*Problem description*. Copy all the material that follows, keeping every character the same.

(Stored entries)

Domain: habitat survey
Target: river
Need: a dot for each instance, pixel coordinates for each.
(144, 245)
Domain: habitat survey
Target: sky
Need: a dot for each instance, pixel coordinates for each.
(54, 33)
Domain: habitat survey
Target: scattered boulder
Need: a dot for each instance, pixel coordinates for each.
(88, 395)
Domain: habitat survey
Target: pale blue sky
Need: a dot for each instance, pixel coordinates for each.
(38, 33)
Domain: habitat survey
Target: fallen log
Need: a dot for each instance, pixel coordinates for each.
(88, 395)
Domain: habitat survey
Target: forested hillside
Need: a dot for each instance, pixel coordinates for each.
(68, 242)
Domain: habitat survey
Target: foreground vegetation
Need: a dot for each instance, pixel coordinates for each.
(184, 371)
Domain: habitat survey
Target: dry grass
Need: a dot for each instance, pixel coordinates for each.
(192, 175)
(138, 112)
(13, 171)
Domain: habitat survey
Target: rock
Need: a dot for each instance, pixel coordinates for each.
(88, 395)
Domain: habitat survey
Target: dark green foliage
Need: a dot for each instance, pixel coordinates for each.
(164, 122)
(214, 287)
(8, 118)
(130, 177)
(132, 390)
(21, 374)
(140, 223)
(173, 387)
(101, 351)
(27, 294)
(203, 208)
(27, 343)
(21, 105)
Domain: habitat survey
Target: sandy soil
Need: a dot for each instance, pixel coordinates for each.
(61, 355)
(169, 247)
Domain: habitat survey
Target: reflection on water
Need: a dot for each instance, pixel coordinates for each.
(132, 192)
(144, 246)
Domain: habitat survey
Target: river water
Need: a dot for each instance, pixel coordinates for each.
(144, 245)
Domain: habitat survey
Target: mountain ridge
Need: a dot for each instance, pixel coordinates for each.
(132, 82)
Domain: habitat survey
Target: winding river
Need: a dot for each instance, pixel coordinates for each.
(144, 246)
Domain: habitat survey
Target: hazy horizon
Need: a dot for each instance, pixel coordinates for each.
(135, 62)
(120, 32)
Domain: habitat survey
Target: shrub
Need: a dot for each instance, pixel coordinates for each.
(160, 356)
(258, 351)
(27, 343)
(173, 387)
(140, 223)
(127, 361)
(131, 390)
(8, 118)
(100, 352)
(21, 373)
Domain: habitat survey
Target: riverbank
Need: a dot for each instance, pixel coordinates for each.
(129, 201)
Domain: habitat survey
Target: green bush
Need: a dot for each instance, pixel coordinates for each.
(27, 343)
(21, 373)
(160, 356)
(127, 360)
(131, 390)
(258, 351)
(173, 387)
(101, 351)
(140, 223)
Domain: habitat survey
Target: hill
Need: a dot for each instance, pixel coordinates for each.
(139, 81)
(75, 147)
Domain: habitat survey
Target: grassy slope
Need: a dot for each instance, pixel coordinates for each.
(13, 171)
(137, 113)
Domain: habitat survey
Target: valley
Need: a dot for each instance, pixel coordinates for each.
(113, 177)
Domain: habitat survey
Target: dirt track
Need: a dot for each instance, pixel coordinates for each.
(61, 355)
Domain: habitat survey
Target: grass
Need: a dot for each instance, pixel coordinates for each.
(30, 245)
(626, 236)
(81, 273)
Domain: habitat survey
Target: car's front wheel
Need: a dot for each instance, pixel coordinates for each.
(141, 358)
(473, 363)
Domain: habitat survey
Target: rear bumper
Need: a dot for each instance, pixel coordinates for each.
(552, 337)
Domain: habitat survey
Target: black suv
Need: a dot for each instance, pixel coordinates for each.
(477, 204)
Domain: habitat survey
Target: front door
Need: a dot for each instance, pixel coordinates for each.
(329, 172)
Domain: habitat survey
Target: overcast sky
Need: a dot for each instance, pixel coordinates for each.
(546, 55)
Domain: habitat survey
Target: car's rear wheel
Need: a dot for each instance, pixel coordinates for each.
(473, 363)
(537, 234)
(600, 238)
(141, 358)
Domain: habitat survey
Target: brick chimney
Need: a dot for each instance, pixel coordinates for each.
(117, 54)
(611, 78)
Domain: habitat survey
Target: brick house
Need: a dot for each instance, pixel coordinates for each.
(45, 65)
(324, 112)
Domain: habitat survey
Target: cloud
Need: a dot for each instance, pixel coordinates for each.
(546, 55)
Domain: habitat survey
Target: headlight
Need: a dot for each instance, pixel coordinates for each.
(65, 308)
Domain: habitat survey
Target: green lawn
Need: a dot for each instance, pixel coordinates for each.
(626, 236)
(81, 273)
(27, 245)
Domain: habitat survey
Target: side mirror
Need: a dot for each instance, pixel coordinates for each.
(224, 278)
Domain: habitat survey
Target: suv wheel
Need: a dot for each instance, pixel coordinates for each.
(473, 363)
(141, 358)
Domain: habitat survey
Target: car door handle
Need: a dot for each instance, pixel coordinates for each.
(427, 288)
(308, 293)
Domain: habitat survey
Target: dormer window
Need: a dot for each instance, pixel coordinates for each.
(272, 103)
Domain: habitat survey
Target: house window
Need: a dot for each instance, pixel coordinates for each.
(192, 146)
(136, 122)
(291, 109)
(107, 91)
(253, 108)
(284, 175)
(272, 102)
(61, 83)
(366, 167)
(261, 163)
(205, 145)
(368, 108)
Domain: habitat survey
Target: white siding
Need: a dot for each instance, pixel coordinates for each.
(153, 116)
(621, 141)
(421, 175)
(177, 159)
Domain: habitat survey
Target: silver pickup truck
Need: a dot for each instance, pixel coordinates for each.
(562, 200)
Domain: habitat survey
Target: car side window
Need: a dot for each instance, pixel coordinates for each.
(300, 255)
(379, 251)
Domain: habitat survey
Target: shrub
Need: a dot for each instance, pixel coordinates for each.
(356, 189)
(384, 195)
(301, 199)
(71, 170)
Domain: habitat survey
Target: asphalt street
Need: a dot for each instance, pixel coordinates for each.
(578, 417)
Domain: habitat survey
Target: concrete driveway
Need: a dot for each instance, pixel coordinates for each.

*Response to the task*.
Domain: habitat survey
Target: river
Need: a dot for each instance, pixel coordinates for each.
(144, 245)
Domain: habitat survey
Target: sky
Need: a dot for each instance, pixel coordinates for each.
(54, 33)
Domain: habitat survey
Target: scattered boulder
Need: a dot for each instance, pixel coordinates for each.
(88, 395)
Domain: habitat survey
Target: pale blue sky
Need: a dot for each instance, pixel coordinates for each.
(38, 33)
Domain: habitat survey
Target: fallen log
Need: a dot for each instance, pixel coordinates for each.
(88, 395)
Domain: habitat survey
Target: forested hillside
Need: a dot for each instance, pixel coordinates for each.
(68, 242)
Domain: habitat survey
Target: foreground vegetation
Need: a dot for each instance, pixel coordinates for each.
(184, 371)
Domain: habitat survey
Target: dry grass
Need: a dot for each instance, pixel coordinates for each.
(192, 175)
(138, 112)
(13, 171)
Domain: habitat survey
Target: rock
Need: a dot for each instance, pixel coordinates for each.
(88, 395)
Domain: habitat survey
Target: dark green foliage
Need: a dot for each instance, pixel coordinates for each.
(164, 122)
(214, 287)
(8, 118)
(130, 177)
(132, 390)
(21, 374)
(140, 223)
(173, 387)
(101, 351)
(27, 294)
(203, 208)
(27, 343)
(21, 105)
Domain: habitat survey
Target: sandy soil
Need: a dot for each instance, pixel coordinates for each.
(61, 355)
(169, 247)
Domain: habitat survey
Target: reflection on water
Need: a dot for each instance, pixel coordinates for each.
(132, 192)
(144, 246)
Domain: habitat survey
Target: river water
Need: a dot for each instance, pixel coordinates for each.
(144, 245)
Domain: habitat survey
Target: mountain ridge
Need: a dot for each instance, pixel coordinates for each.
(132, 82)
Domain: habitat survey
Target: winding river
Need: a dot for each instance, pixel coordinates for each.
(144, 246)
Domain: habitat survey
Target: hazy horizon
Need: a dot for each instance, pixel coordinates for each.
(135, 62)
(120, 32)
Domain: habitat survey
Target: shrub
Need: a dot for each instance, pixel coordinates for each.
(160, 356)
(258, 351)
(27, 343)
(173, 387)
(140, 223)
(127, 361)
(131, 390)
(8, 118)
(100, 352)
(21, 373)
Domain: habitat survey
Target: riverbank
Need: a dot for each instance, pixel coordinates for each.
(129, 201)
Domain: habitat survey
Target: green bush
Need: a dot for each instance, pixel coordinates for each.
(27, 343)
(21, 373)
(160, 356)
(127, 360)
(131, 390)
(258, 351)
(173, 387)
(101, 351)
(140, 223)
Domain: habitat survey
Target: hill
Need: a dot for each instance, pixel coordinates for each.
(139, 81)
(75, 147)
Domain: habitat survey
Target: grassy slope
Need: a dot for each instance, pixel coordinates for each.
(13, 171)
(137, 113)
Domain: habitat survey
Target: valley
Need: a dot for each instance, pixel coordinates for each.
(113, 177)
Domain: habitat survey
Target: dirt track
Need: a dot for each instance, pixel coordinates for each.
(61, 355)
Domain: habitat survey
Target: grass
Need: a dot for each instance, pixel coordinates for each.
(30, 245)
(626, 236)
(81, 273)
Domain: habitat survey
Target: car's front wheel
Need: a dot for each instance, pixel coordinates for each.
(141, 358)
(473, 363)
Domain: habitat survey
Target: rear bumper
Need: a dot for each instance, pixel coordinates for each.
(552, 337)
Domain: habitat survey
Target: black suv
Need: a dot for each instance, pixel coordinates for each.
(477, 204)
Domain: habitat survey
Target: front door
Need: a dot for each instance, pixel coordinates for each.
(329, 172)
Domain: habitat survey
Target: overcast sky
Need: a dot for each instance, pixel coordinates for each.
(546, 55)
Domain: habitat survey
Target: car's rear wheel
Need: a dot for each instance, pixel coordinates for each.
(473, 363)
(537, 234)
(600, 238)
(141, 358)
Domain: habitat survey
Target: brick chimney
Need: a dot for each instance, pixel coordinates for each.
(117, 54)
(611, 78)
Domain: habitat survey
Target: brick house
Need: a dot for each instance, pixel coordinates for each.
(45, 65)
(324, 112)
Domain: habitat survey
Target: cloud
Need: a dot for each instance, pixel coordinates for each.
(546, 55)
Domain: habitat survey
Target: headlight
Need: a dot for each instance, pixel coordinates for each.
(65, 308)
Domain: habitat survey
Target: green lawn
Need: a dot for each instance, pixel coordinates for each.
(626, 236)
(81, 273)
(27, 245)
Domain: habitat survey
Target: side mirror
Need: a dot for each instance, pixel coordinates for each.
(224, 278)
Domain: habitat survey
Target: suv wheel
Need: a dot for each instance, pixel coordinates for each.
(473, 363)
(141, 358)
Domain: habitat survey
Target: car door handle
Need: a dot for each instance, pixel coordinates for each.
(427, 288)
(308, 293)
Domain: habitat survey
Target: dormer window
Need: a dot for each instance, pixel coordinates for each.
(272, 103)
Domain: habitat survey
Target: house window
Need: a dot for each instance, pixel coordinates for each.
(192, 146)
(136, 122)
(291, 109)
(107, 91)
(253, 108)
(284, 175)
(272, 102)
(61, 83)
(366, 167)
(261, 163)
(205, 145)
(368, 108)
Domain: habitat survey
Target: white siding
Need: a dot for each instance, pixel coordinates for each.
(153, 116)
(621, 141)
(421, 175)
(177, 159)
Domain: habitat survey
Target: silver pickup truck
Need: a dot for each instance, pixel coordinates for each.
(562, 200)
Domain: habitat survey
Target: car side window
Need: a dot for each instance, pixel coordinates for each.
(300, 255)
(379, 251)
Domain: habitat survey
Target: shrub
Need: a dot for each instance, pixel coordinates for each.
(356, 189)
(384, 195)
(301, 199)
(71, 170)
Domain: habitat survey
Target: asphalt street
Need: a dot for each instance, pixel coordinates for each.
(578, 417)
Domain: habitat survey
Target: concrete driveway
Need: a dot for each instance, pixel coordinates for each.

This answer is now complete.